**Extracted data**
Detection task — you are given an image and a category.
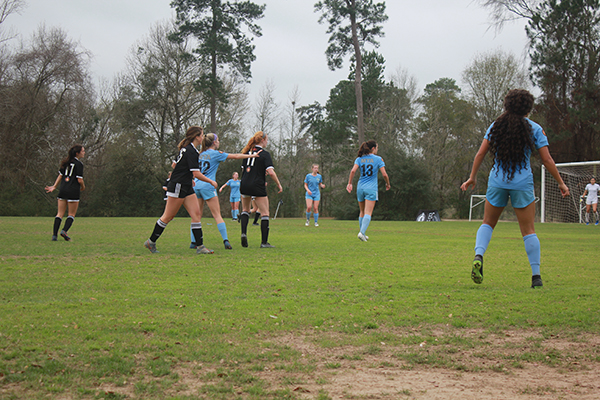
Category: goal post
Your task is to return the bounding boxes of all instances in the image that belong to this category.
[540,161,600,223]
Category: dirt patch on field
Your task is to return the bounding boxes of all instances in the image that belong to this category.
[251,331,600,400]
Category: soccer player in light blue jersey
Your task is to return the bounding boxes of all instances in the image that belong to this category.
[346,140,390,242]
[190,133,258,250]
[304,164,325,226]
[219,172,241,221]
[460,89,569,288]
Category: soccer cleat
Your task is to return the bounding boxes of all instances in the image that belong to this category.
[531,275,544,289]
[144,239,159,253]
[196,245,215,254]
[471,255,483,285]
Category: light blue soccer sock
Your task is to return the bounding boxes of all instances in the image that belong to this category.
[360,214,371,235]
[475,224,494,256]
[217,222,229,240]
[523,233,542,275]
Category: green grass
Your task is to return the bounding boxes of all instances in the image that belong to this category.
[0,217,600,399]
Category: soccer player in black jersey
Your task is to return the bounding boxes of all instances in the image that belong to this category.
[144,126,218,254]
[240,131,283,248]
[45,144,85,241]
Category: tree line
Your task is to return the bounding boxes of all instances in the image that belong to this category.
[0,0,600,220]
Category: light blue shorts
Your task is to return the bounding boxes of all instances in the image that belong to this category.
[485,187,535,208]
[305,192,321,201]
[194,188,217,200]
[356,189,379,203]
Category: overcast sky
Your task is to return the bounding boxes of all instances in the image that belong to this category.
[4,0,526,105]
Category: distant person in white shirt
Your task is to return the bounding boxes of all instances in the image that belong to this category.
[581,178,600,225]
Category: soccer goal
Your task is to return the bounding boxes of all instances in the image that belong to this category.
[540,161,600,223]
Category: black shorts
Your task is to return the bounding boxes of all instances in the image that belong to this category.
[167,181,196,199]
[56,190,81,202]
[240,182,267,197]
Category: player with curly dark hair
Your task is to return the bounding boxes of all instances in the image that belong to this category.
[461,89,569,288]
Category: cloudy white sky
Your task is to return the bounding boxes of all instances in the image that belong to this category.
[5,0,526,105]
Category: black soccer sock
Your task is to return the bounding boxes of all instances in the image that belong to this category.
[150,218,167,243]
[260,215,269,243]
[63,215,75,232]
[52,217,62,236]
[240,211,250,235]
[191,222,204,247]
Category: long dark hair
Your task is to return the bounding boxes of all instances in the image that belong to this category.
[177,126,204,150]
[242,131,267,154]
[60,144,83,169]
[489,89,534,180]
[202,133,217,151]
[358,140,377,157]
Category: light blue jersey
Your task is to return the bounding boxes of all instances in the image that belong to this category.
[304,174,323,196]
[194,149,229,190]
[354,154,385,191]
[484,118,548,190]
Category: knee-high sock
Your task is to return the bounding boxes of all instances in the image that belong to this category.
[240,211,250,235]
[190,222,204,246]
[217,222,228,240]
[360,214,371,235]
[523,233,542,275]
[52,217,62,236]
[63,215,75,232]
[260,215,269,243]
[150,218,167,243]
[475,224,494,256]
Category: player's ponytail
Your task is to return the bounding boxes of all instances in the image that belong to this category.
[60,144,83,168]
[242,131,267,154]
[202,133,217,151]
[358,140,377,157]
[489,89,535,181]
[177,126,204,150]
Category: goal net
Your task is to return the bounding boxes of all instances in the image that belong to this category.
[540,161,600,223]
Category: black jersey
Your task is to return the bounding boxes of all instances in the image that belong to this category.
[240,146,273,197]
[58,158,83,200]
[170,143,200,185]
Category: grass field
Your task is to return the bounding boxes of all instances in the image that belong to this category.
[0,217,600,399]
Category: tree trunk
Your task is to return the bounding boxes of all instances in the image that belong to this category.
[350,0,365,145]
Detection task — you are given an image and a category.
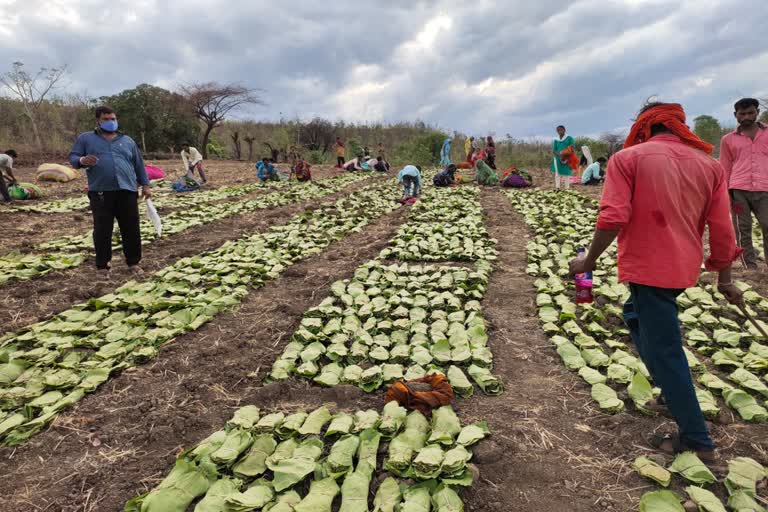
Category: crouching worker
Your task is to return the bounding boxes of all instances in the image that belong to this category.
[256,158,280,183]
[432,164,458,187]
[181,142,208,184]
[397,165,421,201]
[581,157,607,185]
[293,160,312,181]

**Requirements**
Format every line of the material above as a numbered list, omitting blank lines and leaving the pictures out.

**Task answer**
1. Detection task — you are given an image and a category.
2. Category: goal post
3. Your task is to return the bounding boxes of all instances in the image that belong to this category.
4. [540,161,600,223]
5. Category: dirt patch on field
6. Your task is to return the bounding boxes of all instances in the image that belong to this category.
7. [251,331,600,400]
8. Category: soccer player in light blue jersey
9. Your task is to return the bounding boxes of all instances in the image that belong to this category.
10. [346,140,390,242]
11. [190,133,258,250]
12. [304,164,325,226]
13. [219,172,241,221]
14. [460,89,569,288]
15. Category: soccer cleat
16. Your task is to return the bounding boxes of all instances in the image that belong to this category.
17. [531,275,544,289]
18. [144,239,159,253]
19. [196,245,215,254]
20. [471,255,483,285]
21. Category: light blue soccer sock
22. Your task is to return the bounding boxes of all instances in the image that belong to this category.
23. [360,214,371,235]
24. [475,224,494,256]
25. [217,222,229,240]
26. [523,233,542,275]
27. Category: green grass
28. Your task is to return the bounding boxes of all instances in the image that belong to this category.
29. [0,217,600,399]
30. Category: soccer player in black jersey
31. Your task is to return the bounding boxes of all instances in the image that belong to this category.
32. [144,126,218,254]
33. [240,131,283,248]
34. [45,144,85,241]
35. Category: tree line
36. Your task is to return the bounding boxes of all instances in the image that belong to this category.
37. [0,0,600,220]
38. Category: light blue shorts
39. Your task is to return the bounding boxes of all instances in the image that belong to this category.
40. [485,187,535,208]
41. [305,192,321,201]
42. [194,188,217,200]
43. [356,189,379,203]
44. Category: overcast sky
45. Your task is to return the bounding boxes of all instances in the image that belong to this category.
46. [4,0,526,105]
47. Category: distant person in white shirt
48. Your task is to return the bounding boxes of all instances in the image that belong to this category.
49. [581,178,600,225]
50. Category: soccer goal
51. Your task is to return the bounding boxes of all instances in the image that belong to this category.
52. [540,161,600,223]
53. Category: black shorts
54. Your task is to return the bounding boxes of all instances in the image that belong to this category.
55. [167,181,196,199]
56. [56,190,81,202]
57. [240,182,267,197]
58. Category: player with curly dark hair
59. Your task is to return the bounding boxes of all instances in the image that belong to this category.
60. [461,89,569,288]
61. Category: cloudy white sky
62. Your task is to return the bounding boxes of all instances in the image that belong to this category.
63. [5,0,526,105]
64. Category: black soccer sock
65. Your task is to return the bounding boxes of all instances in the image that belong to this category.
66. [150,218,167,243]
67. [260,215,269,243]
68. [63,215,75,232]
69. [52,217,62,236]
70. [240,211,250,235]
71. [191,222,204,247]
72. Category: long dark hair
73. Your task is to return the bounding boxes of all instances in the image that belong to this category.
74. [177,126,204,150]
75. [242,131,267,154]
76. [60,144,83,169]
77. [489,89,534,180]
78. [202,133,217,151]
79. [358,140,377,157]
80. Category: light blue jersey
81. Your task is to return the bounding boxes of all instances in the image that belong to this category.
82. [304,174,323,196]
83. [194,149,229,190]
84. [354,154,385,191]
85. [484,118,548,190]
86. Category: knee-high sock
87. Your task is to return the bounding boxes of all instances in the image that belong to this category.
88. [240,211,250,235]
89. [190,222,204,246]
90. [217,222,228,240]
91. [360,214,371,235]
92. [523,233,542,275]
93. [52,217,62,236]
94. [63,215,75,232]
95. [260,215,269,243]
96. [150,218,167,243]
97. [475,224,494,256]
98. Category: player's ponytail
99. Your task is to return the bounding boxes of all instances in the image that belong to this category.
100. [60,144,83,168]
101. [242,131,267,154]
102. [202,133,217,151]
103. [358,140,377,157]
104. [489,89,535,181]
105. [177,126,204,150]
106. Category: goal net
107. Your task is to return the bounding boxes of all instances in the image that belong to this category.
108. [540,161,600,223]
109. Category: black jersey
110. Your task is to return the bounding boxes of all instances in the image that belong to this category.
111. [240,146,273,197]
112. [58,158,83,200]
113. [170,143,200,185]
114. Category: grass field
115. Your task is to return the bounding boxes of all instances in the image that belong to this category.
116. [0,217,600,399]
117. Category: tree trunk
118. Your task is to return the bounding boxes of all instances in the image that belong to this category.
119. [350,0,365,145]
120. Detection task — you are given an image and a category.
121. Category: crouching worker
122. Your task is to return the bounding boxes of all instances in the image that belong to this category.
123. [256,158,280,183]
124. [432,164,458,187]
125. [181,142,208,184]
126. [397,165,421,201]
127. [581,157,607,185]
128. [293,160,312,181]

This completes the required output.